On Terminator 2 there were so many gags that I did, it’s hard to remember them all. Just about every action sequence you see, I am in. Truck transfer, motorcycle chase, the bike jump, (which put me in the Hollywood Stuntman’s Hall of Fame) all the fight sequences in the steel-mill, all of it really! It was a very intense and exhausting six-month shoot, I remember that part. Some days it was just hard to drag my ass back to the set after the beatings. At one point we had 3 units going and they were scattered all over the LA area and I was driving in my car, in various stages of Terminator make-up to one and then the other to get the shots we needed. A few motorists got quite a shock when my black Porsche came screaming past with a Terminator at the wheel!

Most of the people involved in the movie did not anticipate that the movie would become a cult classic. How does it feel to be involved with something that has integrated itself into our every day culture and is also one of the most financially strong franchises in Hollywood today?

It’s funny that you say that because actually Linda Hamilton and Michael Biehn and I, were playing cards one night on the set in the Department of Water and Power building in LA and we were talking about the movie and we realized that we were part of something that was actually pretty big. We didn’t realize how big that point. But that became very clear when Terminator hit the theaters and then the T2 script came out! Yeah it’s pretty nice to look back as kind of a legacy of the work that I’ve done. I am very grateful for that day when James said “you’re hired!” and when Frank Orsatti didn’t kick me off his set for lying about my abilities!

Obviously in the scenes where you stood in for Mr Schwarzenegger you wear the same wardrobe. Arnold stated that one of his costumes (in a Terminator video interview) was his personal clothing he threw on from the boot of his car… Did you have to swap clothes on set or were there duplicates?

I’ve never heard that interview and I find it hard to believe that he threw on clothes from the trunk of his car because we had wardrobe all the time. I think Arnold was just playing with whoever interviewed him. He’s the ultimate prankster. I remember him in Chicago one time trying on a suit jacket and as the salesmen were all jockeying for his attention he winked at me and then flexed his lats and said, “Take this off me, its stuck.” They pulled and pulled but he’d wedged himself into it, pretending to be angry and frustrated. They were all jumping and yanking when he just relaxed and they all fell to the floor in a heap. He said, “That jacket is shit!” and left. We were roaring as we went through the Watertower mall. And yes- there were always multiple costumes, we had about 4 or 5 sets of everything. I ended up with a couple of the outfits; the leather jacket and the other jacket myself. I gave them to charity to auction off.
_ _ _ _
**WHAT IS BEING ASKED**:
Carry the Terminator stunt interview above forward from its last sentence.

**DATASET SECTION**:
_ _ _ _
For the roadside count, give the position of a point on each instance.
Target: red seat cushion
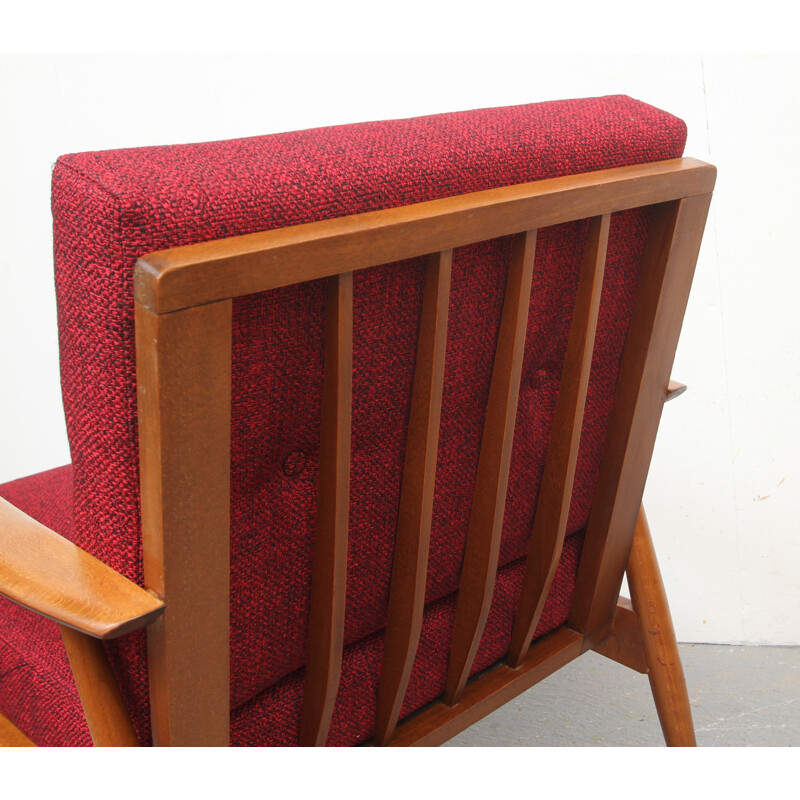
(111, 207)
_ _ _ _
**REPLY**:
What was your work-out routine for the Terminator (1984) and did you train with Arnold on all the movies you have worked on with him,- did he start bringing his personal gym to the set of his movies even back then or is that something which materialized later in his career?

I know we started working out just before I left for Los Angeles- I was 27 at the time. So I didn’t actually start training with Arnold until about halfway through Terminator. But I learned a whole lot from him as I was doing it and then afterwards when I went back to work with him again on “Commando” I realized that I really needed to beef it up, so I started training with him every day, as I did with him every day for 15 years. I know one thing for sure, very few people can say that! Of course having said that now, people expect me to look like a pro bodybuilder. I can assure you I don’t any longer!! Not with twin four-year-old boys I don’t get much time in the gym but that’s gonna change! And it wasn’t until about 1987 when he started bringing a full semi trailer full of gear on the road with him. I remember going out with his driver to pick up the container in Chicago one day when we got there for “Red Heat”. We were in a semi cab and we passed a Cadillac and looked over to see this girl bobbing up and down in the Caddy drivers lap. We had a pretty good laugh at that. Arnold’s driver said, “Gee Chicago looks like a friendly town!”

Jim Cameron is renowned for his temper on the set of his movies did you ever feel his wrath or were you on your best behavior?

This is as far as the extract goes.